[Recorded data]
──────────────────────────────
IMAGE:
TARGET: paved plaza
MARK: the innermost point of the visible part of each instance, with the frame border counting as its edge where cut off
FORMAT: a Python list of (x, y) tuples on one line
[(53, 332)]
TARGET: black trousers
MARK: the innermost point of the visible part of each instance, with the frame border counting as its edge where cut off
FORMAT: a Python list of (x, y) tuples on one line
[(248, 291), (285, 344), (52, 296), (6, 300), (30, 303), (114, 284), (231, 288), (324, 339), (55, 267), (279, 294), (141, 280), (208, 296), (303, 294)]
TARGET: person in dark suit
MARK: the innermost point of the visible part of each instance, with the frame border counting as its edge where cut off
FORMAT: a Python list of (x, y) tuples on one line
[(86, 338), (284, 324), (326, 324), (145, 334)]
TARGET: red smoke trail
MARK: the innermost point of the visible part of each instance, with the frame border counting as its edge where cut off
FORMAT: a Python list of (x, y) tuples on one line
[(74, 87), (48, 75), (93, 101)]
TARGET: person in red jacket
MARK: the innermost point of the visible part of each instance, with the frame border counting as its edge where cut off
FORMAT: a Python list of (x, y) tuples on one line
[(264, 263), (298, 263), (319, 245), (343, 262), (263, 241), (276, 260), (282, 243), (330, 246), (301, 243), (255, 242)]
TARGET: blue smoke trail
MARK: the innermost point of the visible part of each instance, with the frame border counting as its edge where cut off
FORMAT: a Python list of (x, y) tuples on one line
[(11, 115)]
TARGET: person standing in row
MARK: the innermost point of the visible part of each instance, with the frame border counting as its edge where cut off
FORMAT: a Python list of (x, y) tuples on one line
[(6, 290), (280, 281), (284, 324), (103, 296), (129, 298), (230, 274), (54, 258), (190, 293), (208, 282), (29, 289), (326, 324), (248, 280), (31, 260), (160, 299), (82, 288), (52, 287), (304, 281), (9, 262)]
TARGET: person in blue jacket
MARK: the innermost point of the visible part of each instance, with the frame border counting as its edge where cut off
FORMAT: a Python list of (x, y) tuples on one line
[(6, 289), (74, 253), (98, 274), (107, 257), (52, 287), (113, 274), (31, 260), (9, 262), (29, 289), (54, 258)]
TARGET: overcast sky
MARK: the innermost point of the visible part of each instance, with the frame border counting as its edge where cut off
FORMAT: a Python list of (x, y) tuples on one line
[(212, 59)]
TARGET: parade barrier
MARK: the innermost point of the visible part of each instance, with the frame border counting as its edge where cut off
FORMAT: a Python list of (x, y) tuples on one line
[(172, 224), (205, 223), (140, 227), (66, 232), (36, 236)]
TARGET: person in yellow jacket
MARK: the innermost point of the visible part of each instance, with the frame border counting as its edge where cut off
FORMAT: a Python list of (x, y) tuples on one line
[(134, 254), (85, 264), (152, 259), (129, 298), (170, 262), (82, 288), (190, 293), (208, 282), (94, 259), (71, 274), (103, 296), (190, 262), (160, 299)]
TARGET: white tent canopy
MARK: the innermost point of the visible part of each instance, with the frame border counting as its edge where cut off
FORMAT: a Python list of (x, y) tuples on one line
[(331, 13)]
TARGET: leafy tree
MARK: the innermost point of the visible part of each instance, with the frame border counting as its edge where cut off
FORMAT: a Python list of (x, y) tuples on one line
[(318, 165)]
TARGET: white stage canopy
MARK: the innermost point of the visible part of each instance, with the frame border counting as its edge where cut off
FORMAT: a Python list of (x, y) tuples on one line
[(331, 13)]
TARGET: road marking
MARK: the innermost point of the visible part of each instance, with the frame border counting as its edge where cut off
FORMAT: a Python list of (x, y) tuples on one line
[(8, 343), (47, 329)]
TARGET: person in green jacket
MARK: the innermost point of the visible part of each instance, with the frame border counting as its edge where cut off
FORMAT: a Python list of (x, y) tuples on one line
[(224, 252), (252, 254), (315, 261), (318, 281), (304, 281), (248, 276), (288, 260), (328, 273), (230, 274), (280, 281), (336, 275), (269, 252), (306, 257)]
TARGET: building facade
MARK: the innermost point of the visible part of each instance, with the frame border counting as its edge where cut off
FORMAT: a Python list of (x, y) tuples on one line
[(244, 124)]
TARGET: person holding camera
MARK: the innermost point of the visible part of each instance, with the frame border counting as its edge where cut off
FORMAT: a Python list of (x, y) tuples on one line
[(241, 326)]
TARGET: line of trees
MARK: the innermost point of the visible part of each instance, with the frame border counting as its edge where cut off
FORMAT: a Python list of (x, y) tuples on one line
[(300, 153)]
──────────────────────────────
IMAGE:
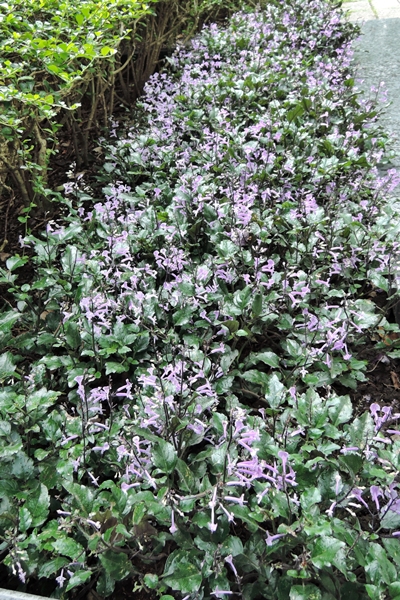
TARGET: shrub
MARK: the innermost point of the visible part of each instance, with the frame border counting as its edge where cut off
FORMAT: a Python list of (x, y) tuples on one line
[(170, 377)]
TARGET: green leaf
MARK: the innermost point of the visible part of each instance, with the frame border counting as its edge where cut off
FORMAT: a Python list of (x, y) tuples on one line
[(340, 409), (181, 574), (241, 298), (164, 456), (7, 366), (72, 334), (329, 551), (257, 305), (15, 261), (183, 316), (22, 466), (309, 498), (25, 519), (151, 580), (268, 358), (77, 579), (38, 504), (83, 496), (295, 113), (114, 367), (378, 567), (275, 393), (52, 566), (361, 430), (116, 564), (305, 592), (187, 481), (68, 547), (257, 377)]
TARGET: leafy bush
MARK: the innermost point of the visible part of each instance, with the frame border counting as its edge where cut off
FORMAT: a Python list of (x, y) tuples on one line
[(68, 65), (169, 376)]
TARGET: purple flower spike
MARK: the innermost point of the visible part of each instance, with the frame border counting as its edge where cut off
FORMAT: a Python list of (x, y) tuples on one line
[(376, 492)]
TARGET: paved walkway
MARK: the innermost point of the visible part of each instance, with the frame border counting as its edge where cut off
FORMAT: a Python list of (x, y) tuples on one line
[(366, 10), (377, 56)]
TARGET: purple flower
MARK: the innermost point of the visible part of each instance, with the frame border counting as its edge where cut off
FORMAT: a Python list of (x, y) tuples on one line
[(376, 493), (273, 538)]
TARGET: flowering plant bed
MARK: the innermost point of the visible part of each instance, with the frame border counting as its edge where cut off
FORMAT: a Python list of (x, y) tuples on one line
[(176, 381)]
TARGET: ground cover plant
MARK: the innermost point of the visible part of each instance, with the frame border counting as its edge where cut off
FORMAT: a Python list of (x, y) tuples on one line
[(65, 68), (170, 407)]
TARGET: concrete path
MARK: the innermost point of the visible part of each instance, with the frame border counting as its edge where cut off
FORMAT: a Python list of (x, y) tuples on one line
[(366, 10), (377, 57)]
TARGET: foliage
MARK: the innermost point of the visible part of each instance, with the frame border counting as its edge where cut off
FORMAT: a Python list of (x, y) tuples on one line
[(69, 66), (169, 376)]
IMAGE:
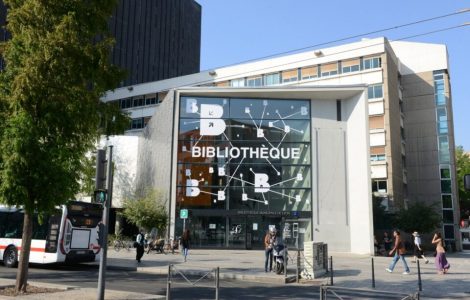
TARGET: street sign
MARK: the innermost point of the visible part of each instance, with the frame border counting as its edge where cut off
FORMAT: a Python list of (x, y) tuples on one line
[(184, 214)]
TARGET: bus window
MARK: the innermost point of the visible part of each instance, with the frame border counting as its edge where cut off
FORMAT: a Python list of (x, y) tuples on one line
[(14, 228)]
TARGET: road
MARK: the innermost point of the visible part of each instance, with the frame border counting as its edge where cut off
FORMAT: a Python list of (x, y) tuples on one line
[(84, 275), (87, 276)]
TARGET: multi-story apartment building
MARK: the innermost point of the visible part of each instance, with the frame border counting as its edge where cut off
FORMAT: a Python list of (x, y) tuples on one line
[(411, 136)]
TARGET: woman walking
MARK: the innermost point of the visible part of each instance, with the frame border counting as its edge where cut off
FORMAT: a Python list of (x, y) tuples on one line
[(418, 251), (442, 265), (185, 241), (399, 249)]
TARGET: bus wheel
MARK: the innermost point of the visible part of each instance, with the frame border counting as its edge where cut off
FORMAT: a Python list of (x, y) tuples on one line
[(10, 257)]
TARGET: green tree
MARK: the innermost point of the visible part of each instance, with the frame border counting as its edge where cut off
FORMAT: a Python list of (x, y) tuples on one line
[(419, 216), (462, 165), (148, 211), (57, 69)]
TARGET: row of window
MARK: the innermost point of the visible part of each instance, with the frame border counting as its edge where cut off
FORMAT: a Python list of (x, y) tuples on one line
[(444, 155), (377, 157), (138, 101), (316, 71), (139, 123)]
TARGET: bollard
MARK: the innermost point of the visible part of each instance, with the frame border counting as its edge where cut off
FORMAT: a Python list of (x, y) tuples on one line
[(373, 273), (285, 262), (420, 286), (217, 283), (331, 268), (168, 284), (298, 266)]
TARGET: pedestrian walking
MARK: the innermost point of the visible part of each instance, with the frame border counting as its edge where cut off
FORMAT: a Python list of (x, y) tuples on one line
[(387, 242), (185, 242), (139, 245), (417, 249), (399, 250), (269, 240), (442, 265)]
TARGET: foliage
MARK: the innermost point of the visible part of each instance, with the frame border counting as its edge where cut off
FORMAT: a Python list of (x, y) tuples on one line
──────────────────────────────
Your task =
Could you copy every line in the records that holds "plant"?

Response to the task =
TARGET: flowering plant bed
TARGET: ground cover plant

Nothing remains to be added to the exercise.